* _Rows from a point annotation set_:
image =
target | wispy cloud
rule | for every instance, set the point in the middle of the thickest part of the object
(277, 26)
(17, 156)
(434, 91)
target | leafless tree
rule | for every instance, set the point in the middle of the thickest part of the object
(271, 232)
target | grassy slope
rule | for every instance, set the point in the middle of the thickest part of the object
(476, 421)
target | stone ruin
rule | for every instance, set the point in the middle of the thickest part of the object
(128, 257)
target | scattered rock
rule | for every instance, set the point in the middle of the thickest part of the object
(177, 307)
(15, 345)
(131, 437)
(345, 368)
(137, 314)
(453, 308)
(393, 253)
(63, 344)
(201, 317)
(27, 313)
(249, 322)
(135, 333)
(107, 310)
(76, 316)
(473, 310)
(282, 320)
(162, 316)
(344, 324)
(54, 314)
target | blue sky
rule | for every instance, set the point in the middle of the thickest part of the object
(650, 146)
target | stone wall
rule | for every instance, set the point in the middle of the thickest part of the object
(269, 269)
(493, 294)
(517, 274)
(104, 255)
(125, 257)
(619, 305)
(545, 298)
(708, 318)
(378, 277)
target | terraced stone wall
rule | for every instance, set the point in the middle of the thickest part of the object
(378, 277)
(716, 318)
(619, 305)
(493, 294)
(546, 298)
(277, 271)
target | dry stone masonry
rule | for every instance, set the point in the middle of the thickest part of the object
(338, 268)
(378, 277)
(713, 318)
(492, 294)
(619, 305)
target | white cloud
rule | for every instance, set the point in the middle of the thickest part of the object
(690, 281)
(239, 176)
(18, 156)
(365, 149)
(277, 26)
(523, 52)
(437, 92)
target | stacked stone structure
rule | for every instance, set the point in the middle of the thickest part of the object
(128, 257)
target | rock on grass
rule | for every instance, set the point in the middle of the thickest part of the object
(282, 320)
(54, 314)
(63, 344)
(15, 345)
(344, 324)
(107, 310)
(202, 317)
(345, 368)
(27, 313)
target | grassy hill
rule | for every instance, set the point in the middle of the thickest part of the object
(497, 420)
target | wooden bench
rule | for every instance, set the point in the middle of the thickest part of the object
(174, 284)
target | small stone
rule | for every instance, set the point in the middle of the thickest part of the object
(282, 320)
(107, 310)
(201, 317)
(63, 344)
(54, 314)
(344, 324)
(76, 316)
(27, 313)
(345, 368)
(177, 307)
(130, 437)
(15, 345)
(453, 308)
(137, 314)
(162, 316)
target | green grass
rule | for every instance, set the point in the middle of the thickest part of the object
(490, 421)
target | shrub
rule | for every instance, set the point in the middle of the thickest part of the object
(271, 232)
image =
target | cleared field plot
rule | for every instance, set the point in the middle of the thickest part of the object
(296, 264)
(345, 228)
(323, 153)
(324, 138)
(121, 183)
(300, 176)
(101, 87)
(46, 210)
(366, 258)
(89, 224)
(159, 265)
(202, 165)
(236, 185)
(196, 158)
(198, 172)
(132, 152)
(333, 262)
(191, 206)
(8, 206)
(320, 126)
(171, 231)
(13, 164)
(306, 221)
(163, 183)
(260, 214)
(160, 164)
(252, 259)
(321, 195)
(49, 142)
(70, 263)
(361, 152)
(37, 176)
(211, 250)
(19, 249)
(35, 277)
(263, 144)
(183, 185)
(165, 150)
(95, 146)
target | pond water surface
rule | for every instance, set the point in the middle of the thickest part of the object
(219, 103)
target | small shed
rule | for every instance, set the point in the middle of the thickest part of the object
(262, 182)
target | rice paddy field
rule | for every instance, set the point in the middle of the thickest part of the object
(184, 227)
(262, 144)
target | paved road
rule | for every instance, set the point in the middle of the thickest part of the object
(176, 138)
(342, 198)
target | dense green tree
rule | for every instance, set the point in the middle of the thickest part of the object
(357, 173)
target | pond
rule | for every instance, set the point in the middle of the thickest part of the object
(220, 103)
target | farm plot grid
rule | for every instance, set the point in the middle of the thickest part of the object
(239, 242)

* _Direction_: Return every row above without changing a single character.

* _The solution_:
image =
target | wispy cloud
rule | for every instance, set the point in the middle of the thickest part of the object
(277, 26)
(17, 156)
(434, 91)
target | leafless tree
rule | for every instance, set the point in the middle of the thickest part of the object
(271, 232)
target | grassy slope
rule | for every instance, set the point in the middle of the thickest part of the object
(476, 421)
target | stone ruin
rule | for every instance, set the point in the middle of the thickest part of the object
(128, 257)
target | scattered rock
rule | for every instance, set the point in the middle of the thickest part of the object
(177, 307)
(15, 345)
(131, 437)
(345, 368)
(137, 314)
(453, 308)
(393, 253)
(63, 344)
(201, 317)
(27, 313)
(249, 322)
(135, 333)
(107, 310)
(76, 316)
(473, 310)
(282, 320)
(162, 316)
(344, 324)
(54, 314)
target | blue sky
rule | for every instance, set the point in the middle of the thickest part of the object
(650, 146)
target | stone wall
rule | for every instance, set the point in the middle of the thickest part of the object
(269, 269)
(493, 294)
(517, 274)
(104, 255)
(125, 257)
(619, 305)
(545, 298)
(708, 318)
(378, 277)
target | terraced stone wall
rule | for every instance, set the point in the middle of the thickest part of the object
(378, 277)
(716, 318)
(619, 305)
(493, 294)
(546, 298)
(277, 271)
target | dry stone masonry
rule | for every instance, set the point in the middle of the thickest part of the object
(338, 268)
(378, 277)
(713, 318)
(492, 294)
(619, 305)
target | white cloud
rule | for every instance, set the point in the middle of the thickest part of the object
(690, 281)
(239, 176)
(18, 156)
(365, 149)
(277, 26)
(523, 52)
(437, 92)
target | stacked stone structure
rule | for every instance, set the point in the middle of the thickest part of the object
(128, 257)
target | rock on grass
rule | for every instance, set the point in the middle of the thickest part of the object
(282, 320)
(54, 314)
(63, 344)
(15, 345)
(344, 324)
(107, 310)
(202, 317)
(345, 368)
(27, 313)
target | grassy hill
rule | for every instance, set the point in the middle of the thickest part of the object
(497, 420)
target | wooden bench
rule | for every instance, set the point in the middle of the thickest part of the object
(174, 284)
target | small stone
rule | for every instance, set the point in the middle of the thickest part of the object
(282, 320)
(107, 310)
(201, 317)
(63, 344)
(54, 314)
(344, 324)
(76, 316)
(27, 313)
(345, 368)
(177, 307)
(130, 437)
(15, 345)
(453, 308)
(137, 314)
(162, 316)
target | green grass
rule | for every instance, set the point in the middle of the thickest part of the object
(490, 421)
target | shrub
rule | for every instance, set the point in the middle of the thickest part of the object
(271, 232)
image =
target | cleared field plot
rule | for every instance, set the point in the middle of the thickest part of the object
(296, 264)
(345, 228)
(323, 153)
(324, 138)
(121, 183)
(300, 176)
(101, 87)
(46, 210)
(366, 258)
(89, 224)
(159, 265)
(202, 165)
(236, 185)
(196, 158)
(198, 172)
(132, 152)
(333, 262)
(191, 206)
(8, 206)
(320, 126)
(171, 231)
(13, 164)
(306, 221)
(163, 183)
(260, 214)
(160, 164)
(252, 259)
(321, 195)
(49, 142)
(70, 263)
(361, 152)
(37, 176)
(211, 250)
(19, 249)
(35, 277)
(263, 144)
(183, 185)
(165, 150)
(95, 146)
target | pond water surface
rule | for every instance, set the point in the middle of the thickest part of the object
(219, 103)
target | small shed
rule | for every instance, set the point in the middle of the thickest part of the object
(262, 182)
target | rice paddy field
rule | for every instance, set the point in the middle of the thickest part of the object
(184, 227)
(262, 144)
target | paved road
rule | for every instance, set the point in the middle of the thickest part of the object
(176, 138)
(342, 198)
target | dense green tree
rule | for every instance, set the point in the middle of the thickest part of the object
(357, 173)
target | pond
rule | for every instance, set the point in the middle of the thickest part of the object
(220, 103)
target | farm plot grid
rule | for every instance, set the point in the middle of the thickest part of the object
(239, 242)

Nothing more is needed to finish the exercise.